→ **Text block**:

Despite first-half reverses, French group positioned to weather ‘intense and unprecedented’ global crisis
Clermont-Ferrand, France – Group Michelin has seen its first half results significantly impacted by the Covid pandemic and the ensuing slow demand.
The French tire maker posted 78% year-on-year lower operating income at €310 million or 3.3% of sales in the first six months of the year, compared to €1.43 billion registered the year before.
Sales for the period fell 20.6% to €9.35 billion, due mainly to a 22.4% decrease in volumes, caused by “worldwide collapse in tire demand,” Michelin announced 27 July.
Overall, the group reported a net loss of €137 million for the period, down from €844 million reported in the first half of 2019.
The French group linked the substantial decrease in operating income to a €1.5 billion decline in sales caused by a sharp drop in volumes.
Sales volumes, it said, fell “due to the health crisis, a deep fixed cost shortfall and a loss of industrial productivity,” which were partly offset by government-backed furlough grants.
Other factors negatively impacting operating income included a €77 million decrease from Covid-19-related expenditure, including the cost of purchasing and producing masks and hand sanitiser.
Price-mix effect still delivered a positive combined total of €217 million during the period, while lower cost of raw materials contributed €44 million to the income.
Michelin also posted a €3 million increase in operating income from the consolidation of Indonesian tire maker Masternaut and Multistrada and the removal of BookaTable, it said.
In addition, the tire & rubber company said it saved €192 million through a reduction in SG&A expense as part of its cost-cutting measures during Covid.
Breaking down performance by segments,Michelin said in its passenger car and light truck segment, OE demand dropped after vehicle manufacturers suspended production. The replacement market also saw “a historic collapse” due to travel restrictions.
Segment sales fell 22.3% to €4.4 billion during the first six months of the year, reflecting a 24.3% decline in volumes.
Sales dropped in all regions, including North America, Europe and China which saw 21%, 19% and 15% declines respectively.
Segment operating income went into negative territory at €35 million, down from €585 million reported a year before. Operating margin stood at -0.8%.
In truck tires, Michelin said OE demand had started its expected cyclical downturn when the health crisis pushed it into a steeper decline.
Replacement markets, it added, were hit hard by the sharp decrease in demand for freight services.
The second quarter, however, saw a very strong 45% rebound in OE demand in China, bringing sales figures for the region to the positive territory by 6% in the first half.
The segment’s reported operating income of negative €30 million, down from €279 million in 2019, with operating margin of negative 1.3%.
The speciality segment, which represents mining, agriculture and construction, two-wheel and aircraft tires, performed relatively stronger than other Michelin businesses in the first half, with sales down 14.3% year-on-year to €2.5 billion in the first half.
The decrease primarily reflected the 15.0% drop in volumes, led above all by the construction tire segment and the OE business as a whole.
Segment operating income fell 35% to €375 million, according to Michelin.
Despite the weak overall results, Michelin said it is in a good financial position to weather the ‘intense and unprecedented’ crisis, supported by its diversified offering.
“The group has undertaken all the measures needed to secure the sustainability of its operations and attenuate the financial impact of the economic slowdown,” said Florent Menegaux, chief executive officer.
As for the 2020 outlook, Michelin said it expected global tire demand to be “impacted in the second half of the year by the economic recession ensuing from the pandemic.”
Passenger car and Light truck tire markets are expected to decline by 15% to 20% over the year and Truck tire markets by between 13% and 17%, Michelin said.
Michelin also anticipates its speciality segment to contract by 13% to 17% despite the segment’s “relative resilience”.
Barring any new systemic impact from Covid-19, Michelin aims to deliver full-year operating income in excess of €1.2 billion and structural free cash flow of more than €500 million.
Michelin, however, noted that it is “still a highly uncertain market scenario.”
Based on the trends observed to date, the group said it expected business to return to 2019 levels in the second half of 2022.

→ **Information given**:
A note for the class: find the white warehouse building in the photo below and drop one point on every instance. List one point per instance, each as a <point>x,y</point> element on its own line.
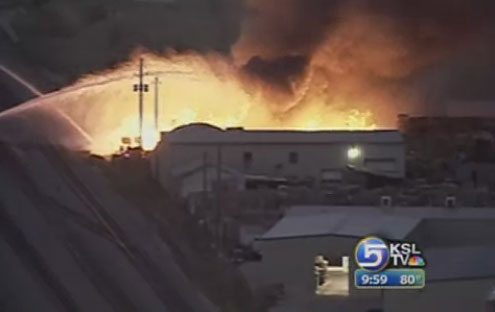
<point>318,155</point>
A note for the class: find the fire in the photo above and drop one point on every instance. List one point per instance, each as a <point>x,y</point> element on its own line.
<point>195,88</point>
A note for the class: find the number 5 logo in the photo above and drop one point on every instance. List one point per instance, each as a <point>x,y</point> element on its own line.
<point>372,254</point>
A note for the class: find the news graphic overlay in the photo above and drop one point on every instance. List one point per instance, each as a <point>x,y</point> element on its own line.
<point>388,265</point>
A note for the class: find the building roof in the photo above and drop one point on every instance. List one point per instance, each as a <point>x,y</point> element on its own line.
<point>342,224</point>
<point>459,263</point>
<point>388,222</point>
<point>422,212</point>
<point>204,133</point>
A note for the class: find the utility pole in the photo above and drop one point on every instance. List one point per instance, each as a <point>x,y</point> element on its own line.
<point>141,88</point>
<point>218,205</point>
<point>157,90</point>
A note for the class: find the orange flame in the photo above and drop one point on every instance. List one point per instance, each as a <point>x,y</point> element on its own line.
<point>194,88</point>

→ **Description of the task**:
Answer these from the text on Michelin's first-half results:
(a) How much did Michelin save by reducing SG&A expense?
(b) How strong was the second-quarter rebound in truck-tire OE demand in China?
(c) When does the group expect business to return to 2019 levels?

→ **Exercise answer**:
(a) €192 million
(b) 45%
(c) In the second half of 2022